Saturday, December 10, 2016

Columbian Microcephaly Report and Implications for Zika Virus Infection

Despite having declared the Zika epidemic over back in July, Columbia still finds itself confronting the epidemic’s reverberations. CDC epidemiologist, and Chief of the Birth Defects Branch of the National Center on Birth Defects and Developmental Disabilities (NCBDDD), Margaret Honein, led a team of researchers in evaluating Zika’s impact on Columbia. In a recently released report, the team noted that 476 cases of microcephaly were reported in the period from January 31 to November 12. This represents a near four-fold increase from the 110 cases reported over the same period last year. For the month of July, the team found a nine-fold increase from 2015 to 2016. Data from the report has also shed some light on the risk that the virus presents for pregnant mothers, based on the time of infection.

TASK ITEM A: According to the Zika article, how many cases of microcephaly were reported between January 31 and November 12?
TASK ITEM B: Repeat a passage of the Zika article word for word, beginning at the words "Columbian Microcephaly Report" and stopping after "time of infection.".
The rows after this point are unrelated to the Zika article and stand as separate material.

DATASET:
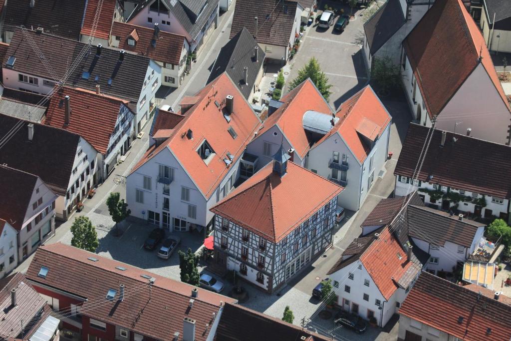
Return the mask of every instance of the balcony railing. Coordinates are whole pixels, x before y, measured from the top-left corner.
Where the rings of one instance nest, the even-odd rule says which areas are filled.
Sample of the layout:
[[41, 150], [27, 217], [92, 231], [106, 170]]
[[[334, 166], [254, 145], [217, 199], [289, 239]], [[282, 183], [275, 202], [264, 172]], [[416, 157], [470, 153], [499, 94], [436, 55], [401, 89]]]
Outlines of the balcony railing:
[[334, 161], [333, 158], [331, 158], [330, 161], [328, 163], [328, 167], [329, 168], [333, 168], [334, 169], [337, 169], [340, 171], [347, 171], [350, 169], [350, 166], [348, 165], [347, 163], [343, 163], [342, 162], [339, 162], [337, 161], [336, 162]]

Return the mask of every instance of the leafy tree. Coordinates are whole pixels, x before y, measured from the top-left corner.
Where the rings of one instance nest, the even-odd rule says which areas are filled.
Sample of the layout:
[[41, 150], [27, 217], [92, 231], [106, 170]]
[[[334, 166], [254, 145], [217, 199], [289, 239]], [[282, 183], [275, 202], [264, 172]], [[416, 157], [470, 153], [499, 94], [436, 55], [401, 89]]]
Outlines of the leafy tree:
[[328, 83], [328, 77], [321, 71], [317, 59], [313, 57], [309, 62], [298, 72], [298, 76], [289, 83], [289, 89], [292, 90], [301, 84], [307, 78], [310, 78], [324, 99], [328, 100], [332, 92], [332, 84]]
[[284, 84], [286, 83], [286, 79], [284, 78], [284, 74], [282, 72], [282, 70], [278, 73], [278, 76], [277, 77], [277, 81], [275, 84], [275, 87], [277, 89], [282, 89], [282, 88], [284, 87]]
[[284, 309], [284, 315], [282, 317], [282, 321], [286, 321], [288, 323], [293, 323], [293, 320], [294, 320], [294, 315], [293, 314], [293, 311], [289, 308], [289, 306], [286, 306], [286, 309]]
[[192, 249], [188, 248], [188, 251], [184, 253], [181, 250], [178, 252], [179, 255], [179, 268], [181, 269], [181, 281], [184, 283], [198, 286], [199, 285], [199, 270], [197, 265], [199, 264], [200, 256], [192, 252]]
[[71, 226], [71, 245], [90, 252], [96, 252], [99, 246], [98, 233], [90, 219], [85, 216], [77, 217]]
[[399, 84], [401, 70], [388, 57], [375, 58], [371, 77], [376, 82], [381, 91], [388, 91]]
[[121, 222], [131, 214], [131, 210], [128, 209], [128, 204], [124, 199], [120, 199], [119, 192], [110, 193], [106, 199], [106, 206], [108, 207], [108, 212], [112, 217], [112, 220], [115, 222], [115, 230], [117, 223]]

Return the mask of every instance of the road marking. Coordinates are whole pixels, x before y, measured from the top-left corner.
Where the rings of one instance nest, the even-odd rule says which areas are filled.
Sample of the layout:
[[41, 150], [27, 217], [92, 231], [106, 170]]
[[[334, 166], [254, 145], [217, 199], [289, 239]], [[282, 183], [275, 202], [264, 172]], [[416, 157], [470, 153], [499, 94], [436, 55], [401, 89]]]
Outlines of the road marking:
[[349, 76], [347, 75], [342, 75], [341, 74], [332, 74], [330, 72], [325, 72], [325, 75], [329, 75], [330, 76], [337, 76], [341, 77], [349, 77], [350, 78], [355, 78], [356, 79], [367, 79], [367, 77], [358, 77], [356, 76]]
[[308, 38], [310, 38], [311, 39], [316, 39], [318, 40], [323, 40], [323, 41], [330, 41], [330, 42], [336, 42], [338, 44], [344, 44], [345, 45], [351, 45], [352, 46], [359, 46], [357, 44], [354, 44], [353, 42], [346, 42], [345, 41], [339, 41], [339, 40], [334, 40], [332, 39], [327, 39], [326, 38], [319, 38], [318, 37], [312, 37], [309, 36]]

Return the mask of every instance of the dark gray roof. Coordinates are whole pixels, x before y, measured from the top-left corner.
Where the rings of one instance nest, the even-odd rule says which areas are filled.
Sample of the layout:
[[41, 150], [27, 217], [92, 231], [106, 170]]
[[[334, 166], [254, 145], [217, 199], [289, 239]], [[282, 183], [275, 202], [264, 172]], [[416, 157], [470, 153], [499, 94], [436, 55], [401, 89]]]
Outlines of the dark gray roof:
[[[80, 53], [87, 50], [87, 44], [79, 41], [45, 33], [38, 34], [34, 31], [26, 32], [44, 55], [58, 79], [64, 76]], [[119, 50], [104, 47], [99, 58], [96, 55], [96, 47], [90, 47], [68, 79], [66, 85], [94, 90], [96, 85], [99, 84], [102, 93], [138, 102], [150, 59], [127, 52], [124, 60], [120, 62]], [[40, 58], [34, 53], [20, 30], [16, 29], [14, 32], [4, 58], [4, 67], [6, 67], [10, 56], [16, 57], [12, 70], [53, 79], [47, 68], [41, 65]], [[89, 73], [88, 79], [83, 77], [84, 72]], [[99, 76], [97, 81], [95, 79], [97, 76]], [[111, 81], [109, 84], [110, 79]]]
[[399, 0], [388, 0], [364, 24], [371, 54], [376, 53], [404, 23]]
[[[248, 99], [266, 56], [263, 49], [259, 49], [256, 60], [254, 48], [257, 46], [259, 46], [257, 41], [244, 27], [220, 50], [207, 83], [226, 72], [245, 98]], [[248, 68], [246, 83], [243, 70], [245, 67]]]

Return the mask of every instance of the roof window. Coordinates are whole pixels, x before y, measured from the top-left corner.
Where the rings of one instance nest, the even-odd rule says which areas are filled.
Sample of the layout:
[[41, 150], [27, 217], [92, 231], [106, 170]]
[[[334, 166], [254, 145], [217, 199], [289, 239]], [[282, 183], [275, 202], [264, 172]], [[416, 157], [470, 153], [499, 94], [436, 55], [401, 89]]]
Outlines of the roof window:
[[41, 278], [46, 278], [46, 275], [48, 274], [48, 271], [50, 271], [50, 269], [46, 267], [45, 266], [41, 266], [40, 270], [39, 270], [39, 274], [37, 276]]

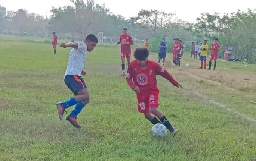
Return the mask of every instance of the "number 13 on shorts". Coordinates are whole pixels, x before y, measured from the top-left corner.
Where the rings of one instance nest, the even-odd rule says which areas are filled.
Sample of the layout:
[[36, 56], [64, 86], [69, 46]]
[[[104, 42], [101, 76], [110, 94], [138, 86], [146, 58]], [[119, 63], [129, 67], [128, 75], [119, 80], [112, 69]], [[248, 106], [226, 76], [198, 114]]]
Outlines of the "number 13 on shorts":
[[144, 102], [140, 103], [139, 104], [141, 110], [145, 110], [146, 109], [146, 107], [145, 107], [145, 103]]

EXERCISE RESPONSE A: 476 cases

EXERCISE RESPONSE B:
Columbian Microcephaly Report and Implications for Zika Virus Infection

Despite having declared the Zika epidemic over back in July, Columbia still finds itself confronting the epidemic’s reverberations. CDC epidemiologist, and Chief of the Birth Defects Branch of the National Center on Birth Defects and Developmental Disabilities (NCBDDD), Margaret Honein, led a team of researchers in evaluating Zika’s impact on Columbia. In a recently released report, the team noted that 476 cases of microcephaly were reported in the period from January 31 to November 12. This represents a near four-fold increase from the 110 cases reported over the same period last year. For the month of July, the team found a nine-fold increase from 2015 to 2016. Data from the report has also shed some light on the risk that the virus presents for pregnant mothers, based on the time of infection.